BEGIN DATA FOR THIS TASK

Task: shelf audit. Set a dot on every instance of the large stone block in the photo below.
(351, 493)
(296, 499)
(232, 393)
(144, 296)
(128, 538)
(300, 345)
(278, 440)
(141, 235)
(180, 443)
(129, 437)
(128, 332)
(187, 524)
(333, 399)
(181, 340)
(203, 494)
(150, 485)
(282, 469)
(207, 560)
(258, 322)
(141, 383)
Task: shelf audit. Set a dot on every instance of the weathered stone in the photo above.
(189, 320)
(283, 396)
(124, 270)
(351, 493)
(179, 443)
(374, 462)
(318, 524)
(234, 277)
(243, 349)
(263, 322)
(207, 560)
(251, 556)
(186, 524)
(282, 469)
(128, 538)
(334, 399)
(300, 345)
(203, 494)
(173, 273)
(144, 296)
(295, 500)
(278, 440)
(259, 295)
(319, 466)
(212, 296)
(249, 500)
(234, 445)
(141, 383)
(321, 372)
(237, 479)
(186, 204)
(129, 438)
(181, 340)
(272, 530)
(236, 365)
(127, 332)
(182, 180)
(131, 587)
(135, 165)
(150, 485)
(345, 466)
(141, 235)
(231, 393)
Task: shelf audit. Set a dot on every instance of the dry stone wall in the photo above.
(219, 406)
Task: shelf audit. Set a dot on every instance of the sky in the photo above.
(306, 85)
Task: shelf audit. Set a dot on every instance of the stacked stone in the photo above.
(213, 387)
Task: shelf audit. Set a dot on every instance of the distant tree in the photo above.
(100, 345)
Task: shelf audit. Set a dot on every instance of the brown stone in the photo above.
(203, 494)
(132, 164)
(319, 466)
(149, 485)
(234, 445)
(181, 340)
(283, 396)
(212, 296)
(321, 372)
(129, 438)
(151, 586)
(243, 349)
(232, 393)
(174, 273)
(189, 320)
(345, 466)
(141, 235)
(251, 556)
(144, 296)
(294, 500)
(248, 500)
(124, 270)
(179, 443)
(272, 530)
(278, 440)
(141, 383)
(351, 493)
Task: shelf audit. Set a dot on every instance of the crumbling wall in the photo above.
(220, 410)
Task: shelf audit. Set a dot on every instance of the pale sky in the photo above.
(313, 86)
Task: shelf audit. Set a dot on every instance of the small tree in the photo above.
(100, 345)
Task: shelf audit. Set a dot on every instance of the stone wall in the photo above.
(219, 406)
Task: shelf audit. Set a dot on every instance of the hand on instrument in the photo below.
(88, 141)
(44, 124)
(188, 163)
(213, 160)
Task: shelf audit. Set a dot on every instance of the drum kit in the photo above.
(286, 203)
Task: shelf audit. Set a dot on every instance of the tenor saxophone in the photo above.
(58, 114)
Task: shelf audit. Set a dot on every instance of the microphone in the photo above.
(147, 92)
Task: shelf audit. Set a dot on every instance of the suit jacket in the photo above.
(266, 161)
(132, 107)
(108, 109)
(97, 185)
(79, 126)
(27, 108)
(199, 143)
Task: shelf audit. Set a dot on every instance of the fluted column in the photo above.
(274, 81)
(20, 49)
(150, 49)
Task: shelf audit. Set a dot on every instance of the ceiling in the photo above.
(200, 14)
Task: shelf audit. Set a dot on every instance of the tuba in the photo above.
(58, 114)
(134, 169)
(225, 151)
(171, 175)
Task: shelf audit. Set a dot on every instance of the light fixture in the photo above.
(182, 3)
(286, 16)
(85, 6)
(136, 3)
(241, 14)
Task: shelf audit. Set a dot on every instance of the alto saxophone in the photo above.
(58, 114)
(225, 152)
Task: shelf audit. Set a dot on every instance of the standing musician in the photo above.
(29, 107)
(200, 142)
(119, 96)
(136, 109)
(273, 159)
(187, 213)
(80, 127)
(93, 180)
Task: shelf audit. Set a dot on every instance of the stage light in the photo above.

END DATA FOR THIS TASK

> **TASK STATEMENT**: Copy out all of the data above, replacing each "shelf audit" with "object count" and leaving everything else unchanged.

> **FULL ANSWER**:
Task: object count. Set a dot on every instance of the large stone block in the photo below.
(351, 493)
(296, 499)
(232, 393)
(144, 296)
(128, 538)
(300, 345)
(278, 440)
(141, 235)
(180, 443)
(129, 437)
(128, 332)
(187, 524)
(333, 399)
(181, 340)
(203, 494)
(150, 485)
(282, 469)
(207, 560)
(258, 322)
(141, 383)
Task: object count. Set a dot on every instance of the weathered stone in the photo above.
(189, 320)
(283, 396)
(124, 270)
(351, 493)
(179, 443)
(374, 462)
(318, 524)
(234, 277)
(243, 349)
(263, 322)
(207, 560)
(251, 556)
(186, 524)
(282, 469)
(128, 538)
(334, 399)
(300, 345)
(203, 494)
(173, 273)
(144, 296)
(295, 500)
(278, 440)
(259, 295)
(319, 466)
(212, 296)
(249, 500)
(234, 445)
(141, 383)
(321, 372)
(237, 479)
(186, 204)
(129, 438)
(181, 340)
(272, 530)
(236, 365)
(127, 332)
(182, 180)
(131, 587)
(135, 165)
(150, 485)
(345, 466)
(141, 235)
(231, 393)
Task: object count. Set a dot on every instance of the dry stone wall in the photo above.
(219, 406)
Task: object count. Set a dot on every instance of the sky in the photo above.
(306, 85)
Task: object count. Set a dot on every instance of the stacked stone in the photo above.
(213, 387)
Task: object count. Set a dot on every instance of the distant tree in the photo above.
(100, 345)
Task: object count. Set a dot on every instance of the brown stone in the photo above.
(203, 494)
(132, 164)
(319, 466)
(149, 485)
(234, 445)
(181, 340)
(283, 396)
(212, 296)
(321, 372)
(129, 438)
(151, 586)
(243, 349)
(232, 393)
(174, 273)
(189, 320)
(345, 466)
(141, 235)
(251, 556)
(144, 296)
(294, 500)
(248, 500)
(124, 270)
(179, 443)
(272, 530)
(278, 440)
(141, 383)
(351, 493)
Task: object count. Set a dot on every instance of the crumbling wall in the photo above.
(220, 410)
Task: object count. Set a dot on every instance of the pale sky in the photo above.
(313, 86)
Task: object count. Set a dot on every instance of the small tree in the photo above.
(100, 345)
Task: object count. Set a dot on every instance of the stone wall in the photo above.
(219, 406)
Task: object count. Set a dot on every instance of the hand on instrument in the photo below.
(88, 141)
(44, 124)
(188, 163)
(213, 160)
Task: object count. Set a dot on every instance of the drum kit in the photo above.
(286, 203)
Task: object count. Set a dot on every instance of the tenor saxophone in the photo above.
(58, 114)
Task: object count. Set a dot on every instance of the microphone in the photo above.
(147, 92)
Task: object count. Set a dot on every instance of the suit jacket in the photo above.
(266, 161)
(132, 107)
(108, 109)
(97, 185)
(79, 126)
(27, 108)
(199, 143)
Task: object count. Set a dot on every instance of the fluted column in the photo above.
(274, 81)
(20, 49)
(150, 49)
Task: object count. Set a dot on every instance of the ceiling in the photo above.
(200, 14)
Task: object count. Set a dot on every instance of the tuba in the photo above.
(58, 114)
(134, 169)
(225, 151)
(171, 175)
Task: object count. Set a dot on every instance of the light fixture in the photo above.
(182, 3)
(286, 16)
(85, 6)
(136, 3)
(241, 14)
Task: object count. Set a dot on every instance of the alto saxophone in the photo above.
(58, 114)
(225, 152)
Task: object count. Set a dot on every instance of the standing musician in the photo above.
(29, 107)
(200, 142)
(119, 96)
(136, 109)
(273, 159)
(187, 213)
(80, 127)
(93, 180)
Task: object count. Set a dot on every instance of the stage light in the photo above.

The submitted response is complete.